[Exercise instructions]
• A. Translate this sentence from the explanation of lexicographic subset ranking into Spanish: "To do so, we first look to the smallest number in the set and try to count how many subsets have a smaller first number."
• B. Take the explanation of counting lexicographically smaller subsets further, picking up right after its last sentence.

[Quoted text]
..........
Suppose we have the input $\{a_1,a_2,\dots,a_r\}$ with $a_1\leq a_2\leq\dots$

We wish to count how many subsets are "smaller" than it in regards to a lexicographic ordering. To do so, we first look to the smallest number in the set and try to count how many subsets have a smaller first number. There are $\binom{n}{r}-\binom{n-a_1+1}{r}$ sets whose smallest element is less than $a_1$.

We continue, trying to find how many subsets which begin with $a_1$ but have a smaller second number. As there are $\binom{n-a_1}{r-1}$ subsets of size $r$ whose smallest number is $a_1$ and $\binom{n-a_2+1}{r-1}$ of these have second number greater than or equal to $a_2$, there are $\binom{n-a_1}{r-1}-\binom{n-a_2+1}{r-1}$ sets smaller in this case.
..........
[Information shown]
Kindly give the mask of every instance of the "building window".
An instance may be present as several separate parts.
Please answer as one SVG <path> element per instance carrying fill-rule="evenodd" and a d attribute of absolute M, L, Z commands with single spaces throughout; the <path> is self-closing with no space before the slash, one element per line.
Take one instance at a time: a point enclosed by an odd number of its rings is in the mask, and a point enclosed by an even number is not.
..........
[Results of the tasks]
• A. Para ello, primero observamos el número más pequeño del conjunto e intentamos contar cuántos subconjuntos tienen un primer número menor.

• B.
Continuing in this fashion, we eventually add up the number of subsets "smaller" than it by having calculated the amounts in each of these cases:

  • Those sets who have a smaller first element
  • Those sets who have the same first element but smaller second element
  • Those sets who have the same first and second element but smaller third element
  • $\vdots$
  • Those sets who have the same first $k$ elements but smaller $k+1$'st element
  • $\vdots$
  • Those sets who have the same first $r-1$ elements but smaller $r$'th element

Adding all of these values together will give how many elements are less than it, so adding one will give which position it is in line.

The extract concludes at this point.